[start]
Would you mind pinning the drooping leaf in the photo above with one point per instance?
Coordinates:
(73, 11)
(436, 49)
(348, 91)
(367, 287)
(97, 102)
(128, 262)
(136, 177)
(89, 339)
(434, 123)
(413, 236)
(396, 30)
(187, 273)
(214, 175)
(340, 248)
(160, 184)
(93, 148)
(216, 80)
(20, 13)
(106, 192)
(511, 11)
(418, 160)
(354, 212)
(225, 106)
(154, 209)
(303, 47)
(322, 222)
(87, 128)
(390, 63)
[end]
- [GOAL OF THE EXERCISE]: Your task is to extract all of the records exactly.

- [ANSWER]:
Would you mind pinning the drooping leaf in the photo above with one point per instance?
Coordinates:
(73, 11)
(436, 49)
(348, 91)
(367, 287)
(97, 102)
(128, 262)
(136, 177)
(89, 339)
(434, 123)
(413, 236)
(396, 30)
(187, 273)
(214, 175)
(340, 248)
(160, 184)
(93, 148)
(216, 80)
(20, 13)
(106, 192)
(511, 11)
(418, 160)
(354, 212)
(225, 106)
(154, 209)
(303, 47)
(322, 222)
(87, 128)
(390, 63)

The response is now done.